▸ **Instructions to follow**
Can you rewrite all of the items below, changing every "Example response" to "Sample response" and keeping everything else the same? Leave the pictures out of your answer.

────

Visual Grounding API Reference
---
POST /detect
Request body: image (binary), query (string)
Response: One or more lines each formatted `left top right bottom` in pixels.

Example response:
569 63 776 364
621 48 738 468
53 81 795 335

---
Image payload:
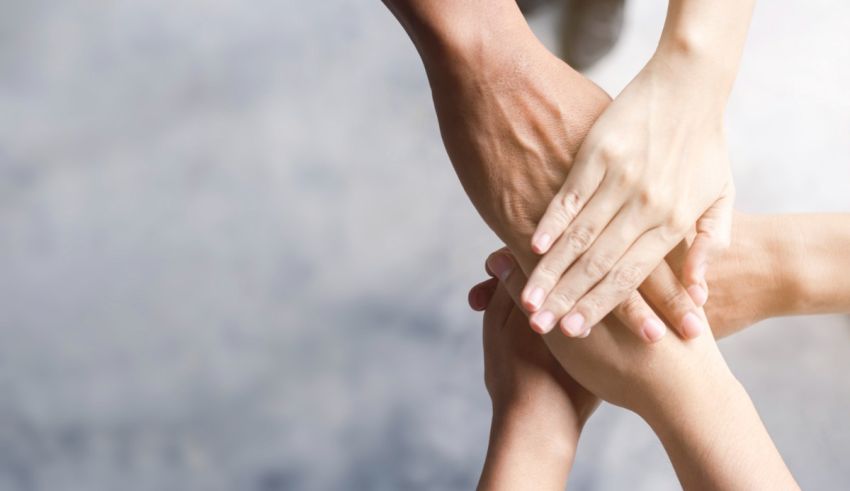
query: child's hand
522 58 734 339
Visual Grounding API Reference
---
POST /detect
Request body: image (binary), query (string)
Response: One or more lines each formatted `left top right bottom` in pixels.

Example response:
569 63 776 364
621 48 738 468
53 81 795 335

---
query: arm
638 372 799 490
480 252 798 489
700 213 850 338
386 0 704 342
523 0 753 337
469 272 599 490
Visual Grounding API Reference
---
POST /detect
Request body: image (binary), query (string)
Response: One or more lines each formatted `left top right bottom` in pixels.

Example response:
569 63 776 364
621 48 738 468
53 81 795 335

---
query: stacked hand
522 56 734 340
424 8 708 341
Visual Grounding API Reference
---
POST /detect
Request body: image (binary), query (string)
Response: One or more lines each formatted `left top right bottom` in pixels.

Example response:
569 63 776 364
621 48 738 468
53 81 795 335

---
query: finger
484 284 514 329
640 256 708 339
614 290 667 343
484 247 511 277
682 184 735 306
531 162 605 254
522 183 623 312
467 278 499 312
560 227 676 337
487 249 525 318
526 200 644 336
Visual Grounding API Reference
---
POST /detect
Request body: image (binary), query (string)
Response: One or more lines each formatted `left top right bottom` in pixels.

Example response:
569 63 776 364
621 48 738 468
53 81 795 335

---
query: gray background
0 0 850 490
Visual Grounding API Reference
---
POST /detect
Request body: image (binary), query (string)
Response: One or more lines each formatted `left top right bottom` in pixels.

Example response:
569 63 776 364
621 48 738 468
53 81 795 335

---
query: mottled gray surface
0 0 850 491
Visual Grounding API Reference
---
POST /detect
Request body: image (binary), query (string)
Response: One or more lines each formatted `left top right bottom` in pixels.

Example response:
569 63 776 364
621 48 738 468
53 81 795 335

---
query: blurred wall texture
0 0 850 491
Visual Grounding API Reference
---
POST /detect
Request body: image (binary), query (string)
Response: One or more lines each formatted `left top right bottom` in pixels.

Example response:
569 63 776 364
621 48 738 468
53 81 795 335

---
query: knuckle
636 186 667 213
598 140 625 164
578 296 602 320
584 254 614 278
561 191 580 221
613 167 637 188
620 292 643 318
661 289 688 312
613 264 641 291
537 261 560 279
567 226 593 253
665 210 691 235
549 289 575 309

────

▸ **Completed exercise**
Visual Grounding API Reference
---
POST /detect
Request body: image (binary), query (string)
Response: One or more lines each formatted `left top right bottom` in pixels.

Sample response:
569 63 776 364
621 48 738 468
53 81 795 335

---
Image payload:
query: child's hand
522 58 734 339
Visual Grounding API Reference
---
POST /detect
Request body: image (binary), query (string)
Response: One or more lines each formatted `left top right bottom` in pixels.

Sample response:
569 63 776 364
621 48 738 468
53 81 795 335

---
query: arm
638 372 799 490
480 252 798 489
700 213 850 338
386 0 704 342
523 0 753 337
469 272 599 490
Visual Grounding API Reference
---
POST /detect
Request body: image (binary), query (string)
Response: One or more lines each formatted `left top right bottom` in pixels.

Sample response:
569 63 776 364
621 48 738 468
53 81 795 335

---
query: stacked hand
522 56 734 340
424 8 708 341
Visual Grounding API Reference
---
POST /detect
Request body: image (binary), query (string)
Response: One or more lines each formatted `left top right bottom` in pixels.

Sample response:
569 63 776 364
621 48 738 468
53 81 795 335

---
query: finger
484 284 514 329
640 256 708 339
614 290 667 343
484 247 511 277
682 184 735 306
531 162 605 254
522 183 623 312
467 278 499 312
560 227 676 337
487 249 525 318
526 200 644 336
Visual Grounding API Reference
---
POST /detect
Request body: image (binary), query (string)
Response: One or more lines each formatted `left top right bottom` in pixels.

Sample response:
569 63 776 364
621 48 738 468
53 81 795 335

---
query: gray background
0 0 850 490
Visual Grounding API Reference
---
POST /detect
Request body: image (binary), query (string)
Response: One or more lines each formatted `left top right bottom` in pixels.

Sample response:
569 63 776 364
621 48 738 468
53 81 795 335

---
query: mottled gray surface
0 0 850 491
Visual Grounding API Reference
---
POST /detect
Request body: image (binary), query (string)
Response: One or more lines each formatted `left top right bottom` in pixels.

Sample response:
569 63 776 364
621 48 738 468
53 81 795 335

---
query: blurred wall texture
0 0 850 491
Visual Grounding API Reference
---
POST /detect
Request body: image (binary), query (string)
Response: One or more lines each formatted `left top right bottom` in pixels.

Sample response:
569 63 776 364
621 48 738 468
53 81 795 335

---
query: knuckle
636 186 667 213
598 140 625 164
578 296 602 320
584 254 614 278
561 191 580 221
613 167 637 188
620 292 643 318
661 289 688 312
613 264 641 291
537 261 560 279
567 226 593 253
665 210 691 235
549 289 575 309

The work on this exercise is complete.